• To do: A single number is needed: how many lines of the data below contain "pond".

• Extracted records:
━━━━━━━━
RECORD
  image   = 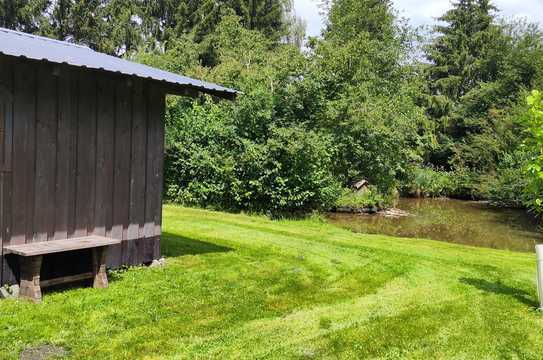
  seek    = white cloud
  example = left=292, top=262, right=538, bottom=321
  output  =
left=294, top=0, right=543, bottom=37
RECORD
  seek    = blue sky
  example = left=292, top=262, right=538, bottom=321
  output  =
left=294, top=0, right=543, bottom=37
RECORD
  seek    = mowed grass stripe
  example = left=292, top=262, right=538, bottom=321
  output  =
left=0, top=205, right=541, bottom=359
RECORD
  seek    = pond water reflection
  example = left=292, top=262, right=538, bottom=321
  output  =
left=327, top=198, right=543, bottom=252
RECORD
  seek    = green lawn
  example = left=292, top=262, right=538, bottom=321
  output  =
left=1, top=205, right=542, bottom=359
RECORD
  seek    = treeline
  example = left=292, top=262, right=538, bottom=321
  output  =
left=2, top=0, right=543, bottom=215
left=422, top=0, right=543, bottom=209
left=0, top=0, right=302, bottom=59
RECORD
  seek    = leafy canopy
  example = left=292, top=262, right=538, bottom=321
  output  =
left=521, top=90, right=543, bottom=213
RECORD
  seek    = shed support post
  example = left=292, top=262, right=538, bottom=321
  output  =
left=92, top=247, right=108, bottom=289
left=19, top=255, right=43, bottom=303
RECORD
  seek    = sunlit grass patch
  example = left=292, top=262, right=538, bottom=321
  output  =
left=0, top=204, right=541, bottom=359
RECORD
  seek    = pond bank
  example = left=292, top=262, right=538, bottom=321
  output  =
left=327, top=197, right=543, bottom=252
left=333, top=205, right=410, bottom=218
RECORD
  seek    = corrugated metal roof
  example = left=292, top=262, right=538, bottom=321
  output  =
left=0, top=27, right=238, bottom=99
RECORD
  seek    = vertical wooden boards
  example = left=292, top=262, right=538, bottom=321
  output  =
left=0, top=173, right=13, bottom=284
left=144, top=85, right=160, bottom=238
left=11, top=60, right=36, bottom=245
left=1, top=56, right=166, bottom=284
left=96, top=75, right=117, bottom=267
left=94, top=76, right=115, bottom=238
left=0, top=55, right=14, bottom=285
left=127, top=80, right=147, bottom=265
left=144, top=85, right=165, bottom=261
left=0, top=171, right=3, bottom=286
left=155, top=92, right=165, bottom=241
left=0, top=173, right=14, bottom=284
left=74, top=72, right=97, bottom=237
left=0, top=69, right=6, bottom=174
left=34, top=63, right=58, bottom=242
left=55, top=66, right=78, bottom=240
left=154, top=90, right=165, bottom=261
left=111, top=80, right=132, bottom=265
left=0, top=56, right=13, bottom=173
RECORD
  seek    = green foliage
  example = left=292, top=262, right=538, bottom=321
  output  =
left=155, top=15, right=341, bottom=216
left=164, top=100, right=239, bottom=209
left=139, top=0, right=293, bottom=48
left=135, top=37, right=201, bottom=75
left=326, top=0, right=396, bottom=42
left=426, top=0, right=497, bottom=101
left=233, top=126, right=342, bottom=214
left=39, top=0, right=143, bottom=55
left=301, top=0, right=431, bottom=191
left=520, top=90, right=543, bottom=213
left=5, top=0, right=543, bottom=214
left=1, top=0, right=297, bottom=57
left=424, top=0, right=543, bottom=206
left=229, top=0, right=292, bottom=42
left=149, top=0, right=432, bottom=214
left=0, top=0, right=49, bottom=33
left=164, top=101, right=341, bottom=215
left=336, top=186, right=392, bottom=209
left=478, top=150, right=530, bottom=207
left=157, top=16, right=342, bottom=215
left=403, top=167, right=454, bottom=198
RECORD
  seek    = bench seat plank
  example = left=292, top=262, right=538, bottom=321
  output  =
left=3, top=236, right=121, bottom=256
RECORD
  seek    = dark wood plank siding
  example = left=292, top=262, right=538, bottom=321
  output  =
left=55, top=65, right=78, bottom=240
left=75, top=72, right=97, bottom=238
left=127, top=80, right=147, bottom=266
left=0, top=56, right=14, bottom=284
left=95, top=77, right=115, bottom=238
left=0, top=56, right=13, bottom=173
left=111, top=80, right=132, bottom=267
left=34, top=63, right=58, bottom=242
left=0, top=56, right=165, bottom=286
left=144, top=84, right=165, bottom=262
left=12, top=61, right=37, bottom=246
━━━━━━━━
• Output for this exercise: 2